_Work required_
Set down word for word the part of the court memorandum below that begins at the words "FACTUAL BACKGROUND" and stops after "the choir’s repertoire.".

_Passage given_
════
NUNC PRO TUNC MEMORANDUM RE: 6/2/95 RULING ON PLAINTIFF’S MOTION FOR TEMPORARY RESTRAINING ORDER
J. THOMAS GREENE, District Judge.
A hearing on the application of plaintiff for a Temporary Restraining Order was held on June 2, 1995, at which time oral argument was presented. Plaintiff was represented by Andrew C. Hruska and H. Thomas Stevenson. Defendants were represented by John E.S. Robson and James F. Wood. Counsel had requested and were granted an immediate hearing which was fitted into the court’s crowded calendar while a jury was deliberating at the conclusion of a complex civil case.
FACTUAL BACKGROUND
Plaintiff Rachel Bauchman is a fifteen-year-old Jewish Girl who was enrolled as a sophomore during the 1994-95 school year at West High School in Salt Lake City. Since August, 1994, plaintiff has been a member of the A’Cappella Choir, an elective class that is offered for graded credit by West High. Defendant Richard Torgerson is the A’Cappella Choir director, and is responsible for sehed-
uling performances and selecting music for the choir’s repertoire.
Plaintiff filed a complaint on May 31, 1995 consisting of nine claims for relief, seeking injunctive relief and money damages. Plaintiff alleges that since she joined the choir, Torgerson selected explicitly religious music for the choir’s repertoire, and organized public performances which included performances at religious sites. Plaintiff also alleges, in response to her expression of concern regarding the religious nature of the music and otherwise, that Torgerson publicly ridiculed and harassed her both specifically and by inference in front of plaintiffs fellow students, and incited harassment of plaintiff by other persons in the school community. Finally, plaintiff alleges that the response by defendants to plaintiffs objections not only has been inadequate, but specifically designed to expose plaintiff and her family to public ridicule and hostility for their beliefs.
The narrow focus of plaintiffs TRO motion is two songs selected by Torgerson for performance by the A’Cappella Choir at the West High School graduation ceremony on June 7, 1995. These songs, “May the Lord Bless you and Keep You,” and “Friends,” include these lyrics: “The Lord lift up the light of his countenance upon you and give you peace ... Amen,” and “Friends are friends forever if the Lord’s the Lord of them.” In plaintiffs complaint and in her motion, she claims that if these two songs were to be sung at West High’s graduation ceremony, her Constitutional rights guaranteed by the Establishment and Free Exercise Clauses of the First Amendment to the United States Constitution and by the Constitution of the State of Utah will be violated. After substantial argument, this court denied plaintiffs motion in an oral ruling from the bench, directing that an order be presented reflecting the court’s ruling, and reserving the right to issue a written opinion. An appeal was taken prior to presentation of a proposed order.
ANALYSIS
I. STANDARDS FOR ISSUANCE OF TEMPORARY RESTRAINING ORDER.
════
_Data block_

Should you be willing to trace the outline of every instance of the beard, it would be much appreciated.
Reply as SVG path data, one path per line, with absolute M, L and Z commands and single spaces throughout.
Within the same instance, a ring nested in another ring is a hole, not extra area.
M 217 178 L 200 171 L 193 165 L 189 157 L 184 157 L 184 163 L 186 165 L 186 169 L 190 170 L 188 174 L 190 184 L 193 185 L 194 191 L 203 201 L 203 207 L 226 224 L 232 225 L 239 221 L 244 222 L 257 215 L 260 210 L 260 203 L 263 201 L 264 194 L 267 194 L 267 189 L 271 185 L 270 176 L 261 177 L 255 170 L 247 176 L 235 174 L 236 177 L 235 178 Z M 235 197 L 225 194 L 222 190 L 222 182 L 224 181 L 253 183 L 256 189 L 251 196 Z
════
_Correct response_
FACTUAL BACKGROUND
Plaintiff Rachel Bauchman is a fifteen-year-old Jewish Girl who was enrolled as a sophomore during the 1994-95 school year at West High School in Salt Lake City. Since August, 1994, plaintiff has been a member of the A’Cappella Choir, an elective class that is offered for graded credit by West High. Defendant Richard Torgerson is the A’Cappella Choir director, and is responsible for sehed-
uling performances and selecting music for the choir’s repertoire.